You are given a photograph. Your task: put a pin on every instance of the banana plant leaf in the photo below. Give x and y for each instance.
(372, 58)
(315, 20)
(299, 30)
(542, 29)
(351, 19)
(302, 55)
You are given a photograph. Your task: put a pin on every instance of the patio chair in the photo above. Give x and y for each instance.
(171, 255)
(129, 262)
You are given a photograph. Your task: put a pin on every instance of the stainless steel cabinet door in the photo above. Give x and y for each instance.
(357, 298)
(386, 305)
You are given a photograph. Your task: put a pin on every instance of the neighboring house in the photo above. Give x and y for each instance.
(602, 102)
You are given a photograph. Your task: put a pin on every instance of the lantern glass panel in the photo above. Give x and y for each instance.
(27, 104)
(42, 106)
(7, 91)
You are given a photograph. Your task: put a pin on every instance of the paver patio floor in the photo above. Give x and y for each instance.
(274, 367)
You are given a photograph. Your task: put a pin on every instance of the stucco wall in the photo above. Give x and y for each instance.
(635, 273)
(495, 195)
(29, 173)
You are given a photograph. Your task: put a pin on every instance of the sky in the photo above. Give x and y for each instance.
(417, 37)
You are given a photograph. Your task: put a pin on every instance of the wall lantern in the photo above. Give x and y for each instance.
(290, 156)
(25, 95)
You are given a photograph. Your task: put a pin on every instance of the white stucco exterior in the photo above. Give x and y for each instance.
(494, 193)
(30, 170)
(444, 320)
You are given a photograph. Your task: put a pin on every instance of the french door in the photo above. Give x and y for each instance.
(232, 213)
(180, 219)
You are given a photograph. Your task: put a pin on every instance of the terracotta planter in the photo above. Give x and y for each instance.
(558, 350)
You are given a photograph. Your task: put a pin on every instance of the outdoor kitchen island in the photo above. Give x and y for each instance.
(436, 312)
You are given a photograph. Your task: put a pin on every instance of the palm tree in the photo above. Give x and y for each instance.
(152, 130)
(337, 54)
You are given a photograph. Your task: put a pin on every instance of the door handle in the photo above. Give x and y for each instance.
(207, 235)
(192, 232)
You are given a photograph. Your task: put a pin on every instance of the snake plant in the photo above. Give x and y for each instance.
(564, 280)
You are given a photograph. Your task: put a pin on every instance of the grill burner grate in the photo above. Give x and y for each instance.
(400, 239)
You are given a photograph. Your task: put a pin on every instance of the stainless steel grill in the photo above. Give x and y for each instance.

| Task prompt |
Copy every line above exactly.

| Response to this exercise |
You are given a photograph. Your task: put a pin on every instance of the banana plant leaf in the photo below. Give x and y for each instance.
(372, 58)
(315, 20)
(299, 30)
(542, 29)
(351, 19)
(302, 55)
You are given a photograph. Your task: put a pin on every instance of the patio chair in the photo above. Give x and y for each instance.
(171, 255)
(129, 262)
You are given a photograph. Your task: put a pin on every instance of the stainless steel cabinet door in the photo above. Give x and y for each instance.
(357, 298)
(386, 305)
You are given a photograph. Your task: put a pin on every instance of the neighboring house in the photo above. Give x and y for each instance.
(602, 102)
You are given a photograph. Your task: put a pin on every instance of the lantern glass panel in the photo above. Give x and y for each instance.
(27, 104)
(42, 106)
(7, 91)
You are given a photograph. Your task: put a pin on every instance of the paver patio floor in the photo above. Give x and y for each instance.
(274, 367)
You are given a photograph. Your task: put a pin on every instance of the stucco wall in the photo above. Give x and y for each instance.
(635, 273)
(495, 195)
(29, 173)
You are given a photograph. Your task: put a pin on every instance of the sky in the photo above. Give x and y for each instance.
(417, 37)
You are given a photograph. Your task: put a pin on every instance of the wall lantern in the photo above. Give x and y for each instance.
(290, 156)
(25, 95)
You are given a photograph. Your task: put a pin on every instance of the white stucco exterior in the photo above. Give x and y for each instance.
(494, 193)
(30, 170)
(444, 320)
You are given a photograph. Your task: put a pin on every instance of the french door in the photo above. Give x and y for each instance.
(232, 213)
(180, 219)
You are given a photograph. Your task: put a pin on every instance of the terracotta planter in the photo above. Give x and y for each instance.
(558, 350)
You are given a photograph. Your task: put a pin on every instance of the outdoor kitchen island in the photo above. Give x and y for each instance.
(436, 312)
You are given a photograph. Your task: put a pin on every instance of the palm tree in the photo above. Give x and y for each instance.
(152, 130)
(337, 54)
You are given a photograph. Your task: put a pin on every instance of the door handle in the photo above. Give x and y for each instance.
(207, 235)
(192, 232)
You are given a photograph. Your task: put a pin on every instance of the snake plant in the photo above. Give x and y for each instance.
(564, 280)
You are given a photograph. Your task: put a pin on every instance of the grill burner grate in the photo above. Give x and y for each instance.
(400, 239)
You are given a photograph. Your task: put a pin on every instance of the stainless steel grill in the photo above. Give x and y for each instance.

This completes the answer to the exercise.